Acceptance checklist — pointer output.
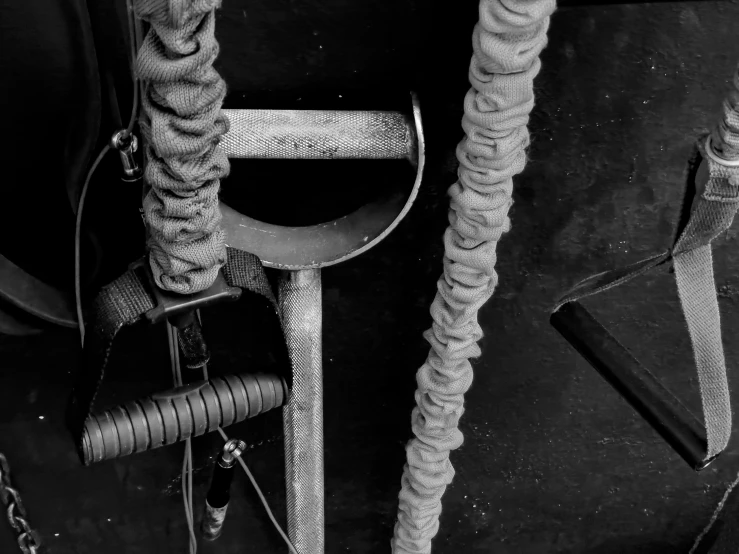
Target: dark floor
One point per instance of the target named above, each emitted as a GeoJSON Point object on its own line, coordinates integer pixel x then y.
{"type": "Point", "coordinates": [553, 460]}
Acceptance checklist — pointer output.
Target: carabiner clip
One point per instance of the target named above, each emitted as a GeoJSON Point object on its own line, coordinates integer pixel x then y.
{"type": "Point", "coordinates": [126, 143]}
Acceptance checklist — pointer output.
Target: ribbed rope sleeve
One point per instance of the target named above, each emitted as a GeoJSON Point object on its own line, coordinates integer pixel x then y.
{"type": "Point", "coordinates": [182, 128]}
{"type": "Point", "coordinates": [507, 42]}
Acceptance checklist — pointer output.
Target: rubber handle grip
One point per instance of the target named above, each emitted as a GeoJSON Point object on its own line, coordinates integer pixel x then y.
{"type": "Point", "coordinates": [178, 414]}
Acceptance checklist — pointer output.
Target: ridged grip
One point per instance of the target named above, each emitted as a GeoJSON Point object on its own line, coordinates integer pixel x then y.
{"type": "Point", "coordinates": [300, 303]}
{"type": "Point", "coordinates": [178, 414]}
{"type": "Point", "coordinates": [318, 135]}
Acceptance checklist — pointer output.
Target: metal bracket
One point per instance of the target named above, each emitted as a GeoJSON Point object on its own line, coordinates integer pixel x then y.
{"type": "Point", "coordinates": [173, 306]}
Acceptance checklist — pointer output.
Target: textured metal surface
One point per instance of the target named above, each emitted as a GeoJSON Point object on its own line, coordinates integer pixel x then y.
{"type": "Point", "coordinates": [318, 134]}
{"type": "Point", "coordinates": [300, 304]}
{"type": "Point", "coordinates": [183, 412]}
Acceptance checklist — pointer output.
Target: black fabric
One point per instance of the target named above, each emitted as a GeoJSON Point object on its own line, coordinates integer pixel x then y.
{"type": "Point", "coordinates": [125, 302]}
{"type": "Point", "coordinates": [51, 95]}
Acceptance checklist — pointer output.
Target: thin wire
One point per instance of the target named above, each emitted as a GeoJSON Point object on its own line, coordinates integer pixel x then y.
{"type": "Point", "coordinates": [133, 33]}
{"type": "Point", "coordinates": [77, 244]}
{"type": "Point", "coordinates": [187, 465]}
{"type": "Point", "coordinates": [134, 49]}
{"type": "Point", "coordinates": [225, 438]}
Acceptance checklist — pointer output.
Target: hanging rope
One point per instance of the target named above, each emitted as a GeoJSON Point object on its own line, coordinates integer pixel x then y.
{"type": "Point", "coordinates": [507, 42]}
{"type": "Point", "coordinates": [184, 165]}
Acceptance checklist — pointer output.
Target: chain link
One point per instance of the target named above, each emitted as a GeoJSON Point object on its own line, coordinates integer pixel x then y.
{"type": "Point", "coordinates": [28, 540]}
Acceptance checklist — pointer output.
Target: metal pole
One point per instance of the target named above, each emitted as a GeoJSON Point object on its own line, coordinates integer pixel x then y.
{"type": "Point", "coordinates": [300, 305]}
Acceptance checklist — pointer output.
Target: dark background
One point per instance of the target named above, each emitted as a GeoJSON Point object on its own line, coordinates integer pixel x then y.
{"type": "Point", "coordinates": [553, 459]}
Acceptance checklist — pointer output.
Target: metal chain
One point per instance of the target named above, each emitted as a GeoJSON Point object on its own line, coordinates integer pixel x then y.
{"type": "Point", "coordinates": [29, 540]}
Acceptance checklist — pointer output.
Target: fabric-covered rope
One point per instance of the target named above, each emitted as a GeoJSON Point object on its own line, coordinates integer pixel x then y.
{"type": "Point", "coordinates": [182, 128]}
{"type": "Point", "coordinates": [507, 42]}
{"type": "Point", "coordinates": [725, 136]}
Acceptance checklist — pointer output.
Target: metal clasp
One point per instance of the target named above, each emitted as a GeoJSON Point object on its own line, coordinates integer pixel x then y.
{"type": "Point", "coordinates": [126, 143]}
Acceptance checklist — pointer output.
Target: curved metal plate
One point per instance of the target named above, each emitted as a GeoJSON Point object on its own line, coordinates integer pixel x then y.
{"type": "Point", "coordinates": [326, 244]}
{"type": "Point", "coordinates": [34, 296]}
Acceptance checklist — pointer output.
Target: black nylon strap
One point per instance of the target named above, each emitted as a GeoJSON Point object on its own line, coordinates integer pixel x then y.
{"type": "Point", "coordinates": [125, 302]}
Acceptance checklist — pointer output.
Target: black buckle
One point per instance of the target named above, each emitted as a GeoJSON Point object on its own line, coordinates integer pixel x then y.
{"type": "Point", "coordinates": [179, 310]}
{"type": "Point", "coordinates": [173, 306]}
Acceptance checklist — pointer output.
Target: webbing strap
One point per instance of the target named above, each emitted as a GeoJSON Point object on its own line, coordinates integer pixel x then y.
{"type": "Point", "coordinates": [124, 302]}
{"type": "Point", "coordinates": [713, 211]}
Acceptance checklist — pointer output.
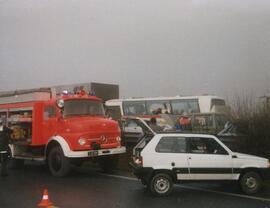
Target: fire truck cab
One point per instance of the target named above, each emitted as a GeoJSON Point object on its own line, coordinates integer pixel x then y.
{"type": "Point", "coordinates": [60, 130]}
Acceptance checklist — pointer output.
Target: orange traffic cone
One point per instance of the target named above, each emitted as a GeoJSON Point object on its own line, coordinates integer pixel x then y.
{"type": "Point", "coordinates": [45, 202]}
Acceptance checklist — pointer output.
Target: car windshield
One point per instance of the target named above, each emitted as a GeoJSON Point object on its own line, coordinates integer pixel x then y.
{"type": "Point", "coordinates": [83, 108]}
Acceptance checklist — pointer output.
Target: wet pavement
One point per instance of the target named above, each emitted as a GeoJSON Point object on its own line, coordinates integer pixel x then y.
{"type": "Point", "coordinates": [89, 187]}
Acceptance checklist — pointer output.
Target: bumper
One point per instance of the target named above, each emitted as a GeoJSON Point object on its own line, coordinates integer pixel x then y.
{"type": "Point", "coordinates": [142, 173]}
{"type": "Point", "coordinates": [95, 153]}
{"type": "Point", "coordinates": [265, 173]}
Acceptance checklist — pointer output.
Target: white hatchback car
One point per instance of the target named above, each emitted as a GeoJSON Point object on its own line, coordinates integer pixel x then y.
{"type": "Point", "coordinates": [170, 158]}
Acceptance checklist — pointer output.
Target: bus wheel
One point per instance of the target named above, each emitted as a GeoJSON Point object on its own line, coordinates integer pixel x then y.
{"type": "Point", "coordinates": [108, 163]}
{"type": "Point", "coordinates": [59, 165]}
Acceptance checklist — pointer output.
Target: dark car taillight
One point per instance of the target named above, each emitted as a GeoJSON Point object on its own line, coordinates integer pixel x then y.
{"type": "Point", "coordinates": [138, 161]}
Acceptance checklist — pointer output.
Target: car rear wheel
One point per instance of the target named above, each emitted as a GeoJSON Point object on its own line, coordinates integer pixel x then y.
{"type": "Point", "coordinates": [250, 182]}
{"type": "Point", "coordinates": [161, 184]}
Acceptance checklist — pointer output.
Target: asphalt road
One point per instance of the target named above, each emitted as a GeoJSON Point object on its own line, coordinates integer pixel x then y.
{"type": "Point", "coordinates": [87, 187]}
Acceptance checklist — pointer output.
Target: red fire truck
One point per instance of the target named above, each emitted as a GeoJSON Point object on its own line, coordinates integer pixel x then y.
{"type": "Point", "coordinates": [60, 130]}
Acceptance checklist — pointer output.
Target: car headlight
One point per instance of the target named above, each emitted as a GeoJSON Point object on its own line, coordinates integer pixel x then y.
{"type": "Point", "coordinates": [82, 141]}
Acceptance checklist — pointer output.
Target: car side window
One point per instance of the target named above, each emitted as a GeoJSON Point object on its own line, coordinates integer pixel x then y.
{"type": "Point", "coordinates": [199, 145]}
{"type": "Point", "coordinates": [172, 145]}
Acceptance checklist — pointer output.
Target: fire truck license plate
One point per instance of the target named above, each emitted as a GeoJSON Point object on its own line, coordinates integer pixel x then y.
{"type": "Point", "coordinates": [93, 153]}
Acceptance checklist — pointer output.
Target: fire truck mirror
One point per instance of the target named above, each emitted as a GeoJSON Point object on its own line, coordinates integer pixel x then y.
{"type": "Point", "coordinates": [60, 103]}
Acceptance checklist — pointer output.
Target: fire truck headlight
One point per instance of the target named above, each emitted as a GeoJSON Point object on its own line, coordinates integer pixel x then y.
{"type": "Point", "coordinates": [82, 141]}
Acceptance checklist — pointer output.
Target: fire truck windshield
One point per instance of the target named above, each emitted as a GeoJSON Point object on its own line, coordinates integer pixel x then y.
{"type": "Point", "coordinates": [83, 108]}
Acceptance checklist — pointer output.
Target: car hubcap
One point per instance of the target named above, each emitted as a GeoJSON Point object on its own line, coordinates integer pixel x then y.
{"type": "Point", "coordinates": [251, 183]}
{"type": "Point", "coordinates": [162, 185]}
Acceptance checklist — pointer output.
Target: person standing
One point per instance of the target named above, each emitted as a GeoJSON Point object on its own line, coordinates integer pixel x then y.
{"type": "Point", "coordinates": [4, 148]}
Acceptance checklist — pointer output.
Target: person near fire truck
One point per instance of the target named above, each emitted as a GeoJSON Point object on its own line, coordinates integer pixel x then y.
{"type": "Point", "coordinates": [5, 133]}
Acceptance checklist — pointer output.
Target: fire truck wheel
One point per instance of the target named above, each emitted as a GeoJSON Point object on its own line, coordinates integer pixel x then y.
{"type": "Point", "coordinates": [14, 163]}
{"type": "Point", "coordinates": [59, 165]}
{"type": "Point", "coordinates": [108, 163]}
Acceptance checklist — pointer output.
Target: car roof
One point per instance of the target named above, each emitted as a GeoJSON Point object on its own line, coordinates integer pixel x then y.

### Task prompt
Return every line of the items above that contains the string "fabric", treating uppercase and lowercase letters as distinct.

### Written reply
Target: black fabric
Target: fabric-covered rope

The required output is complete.